- _SOURCE PASSAGE_

- - -

You'll probably start by seeing your family doctor or regular health care provider to determine what could be causing your symptoms.
What you can do
Make sure to bring a list of all the medications and supplements you take regularly. You might also want to write down some questions for your doctor in advance. Examples may include:
- Is this condition temporary?
- What's causing my symptoms?
- What treatments are available?
- Are there complications associated with this condition or its treatments?
What to expect from your doctor
Your doctor or health care provider is likely to ask you a number of questions. Being ready to answer them may reserve time to go over important information a second time.
Questions your doctor might ask include:
- What symptoms are you experiencing?
- How long have you been experiencing these symptoms?
- Do your symptoms seem to come and go, or are they persistent?
- Does anything seem to make your symptoms better?
- Does anything seem to make your symptoms worse?
- Are your symptoms worse in the morning or at any particular time of the day?
- Do you perform repetitive tasks on the job or for hobbies?
- Have you recently experienced any injury to your hand?
Diagnosis of trigger finger doesn't require any elaborate testing. Your doctor or health care provider makes the diagnosis based on your medical history and a physical exam. During the physical exam, your doctor will ask you to open and close your hand, checking for areas of pain, smoothness of motion and evidence of locking. Your doctor will also feel your palm to see if there is a lump present. If the lump is associated with trigger finger, the lump will move as the finger moves because the lump is attached to the tendon that moves the finger.
Trigger finger treatment varies depending on its severity and duration.

- - -

Transcribe the trigger finger passage from "- Do your symptoms" up to and including "or for hobbies?".

- - -

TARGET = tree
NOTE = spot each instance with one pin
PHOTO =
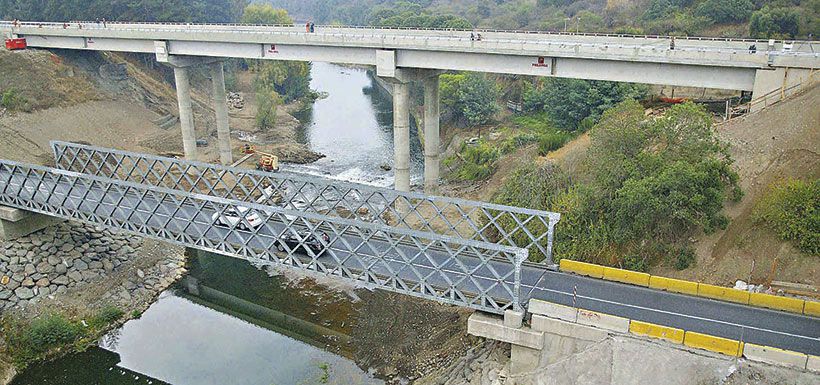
(725, 11)
(774, 22)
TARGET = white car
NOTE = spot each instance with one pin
(232, 216)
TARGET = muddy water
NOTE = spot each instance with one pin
(225, 323)
(353, 127)
(230, 323)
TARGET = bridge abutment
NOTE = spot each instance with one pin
(16, 223)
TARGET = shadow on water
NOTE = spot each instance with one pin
(225, 323)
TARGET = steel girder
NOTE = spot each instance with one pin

- - -

- _ANSWER BOX_
- Do your symptoms seem to come and go, or are they persistent?
- Does anything seem to make your symptoms better?
- Does anything seem to make your symptoms worse?
- Are your symptoms worse in the morning or at any particular time of the day?
- Do you perform repetitive tasks on the job or for hobbies?